# Supplied passage
-- Start --

You can get the files off our CDN as always, and either use them directly or download them to your own server. Our download page has all the files and information you need, including pointers to the other CDNs that carry the files. Just give those folks a few days to update!

For those of you not following along for a while, both the 1.x and 2.x branches of jQuery support all recent modern browsers and have the same API. The 1.x branch, this time 1.11.0, adds support for the older versions of Internet Explorer (IE6, 7, and 8). The 2.x branch, today played by 2.1.0, adds support for non-traditional web environments like node.js and browser plugins for Chrome and Firefox.

jQuery went through a major house-cleaning with the 1.9 release that removed some features. If you haven’t yet moved from an earlier version, see the jQuery 1.9 Upgrade Guide and let the jQuery Migrate plugin do all the heavy lifting for you.

What’s New?

You may be wondering what great new things await you in these releases. Perhaps you’re fearing that they hold a bunch of breaking changes. You just know the project lead will suggest updating things right now. There goes your whole damn week and that trip to Florida. Well fear not! We’ve fixed quite a few bugs, but the other features and changes are mainly organizational ones that don’t affect the behavior of APIs. Your code shouldn’t break, it should just run a little faster. Here are the highlights:

Fewer forced layouts: In this release we declared war on places where we might inadvertently force the browser to do a time-consuming layout. We found a few and eliminated one in particular that could occur when changing class names. This can result in a big performance boost for some pages.

Granular custom builds: Our modularity is now defined by AMD, and it is easier to build small subsets of the library when space is at a premium. If you want to know more, we’ve hidden the details in the README file where nobody ever looks.

Lower startup overhead: The new modularity and avoidance of forced layouts led us to refactor our feature detects so that they run the first time they’re needed. If you never call the API needing that feature detect, you never run that code. Previously we ran all feature detects when the page loaded, that led to delays that were generally small, but added up–especially on mobile platforms.

-- End --

# Data block
-- Start --

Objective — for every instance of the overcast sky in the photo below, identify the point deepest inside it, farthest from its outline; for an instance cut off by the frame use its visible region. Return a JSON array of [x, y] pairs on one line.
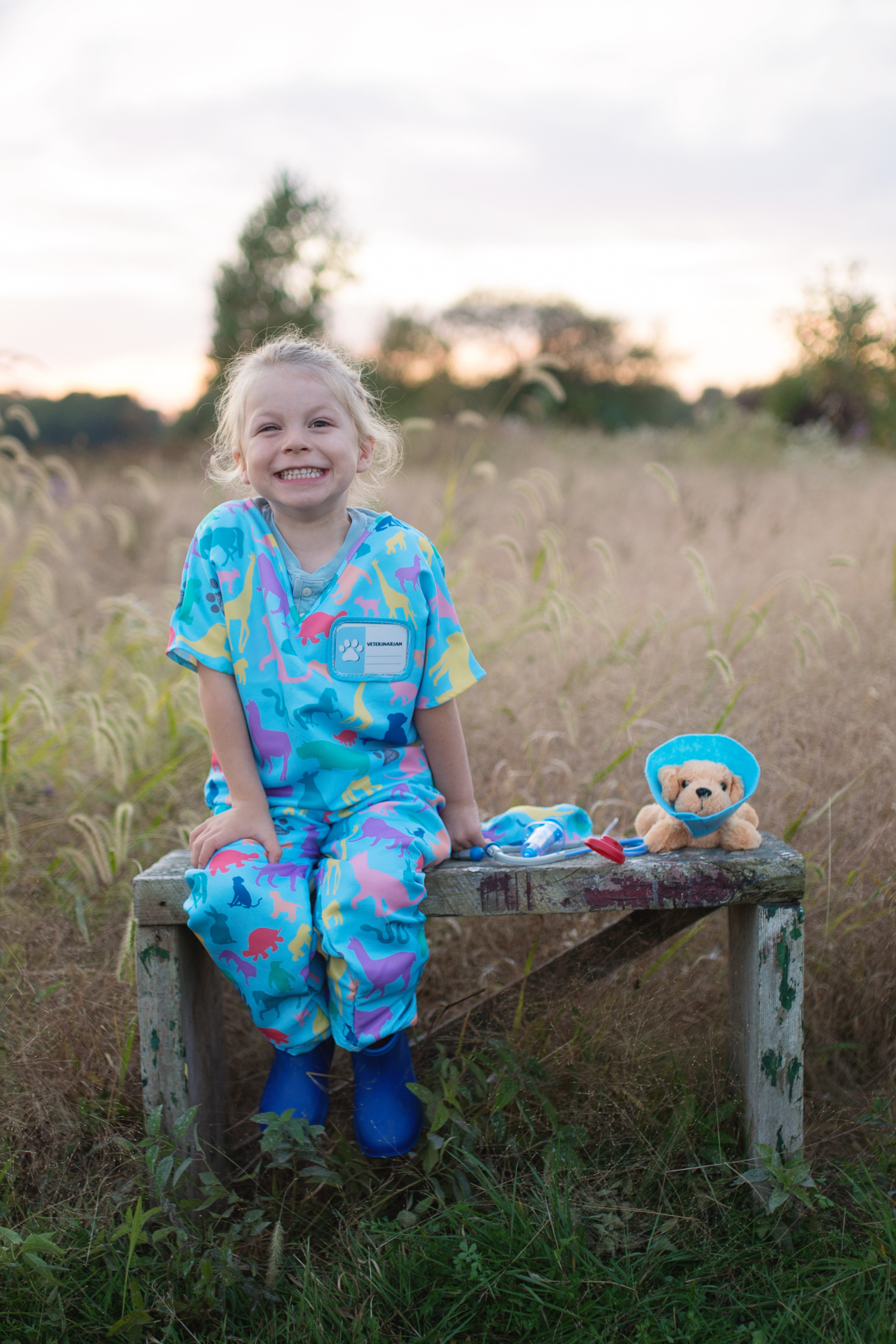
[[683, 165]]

-- End --

Reproduce the jQuery release notes word for word, starting with "Granular custom builds: Our" and going on through "nobody ever looks.". The material above is separate from the jQuery release notes.

Granular custom builds: Our modularity is now defined by AMD, and it is easier to build small subsets of the library when space is at a premium. If you want to know more, we’ve hidden the details in the README file where nobody ever looks.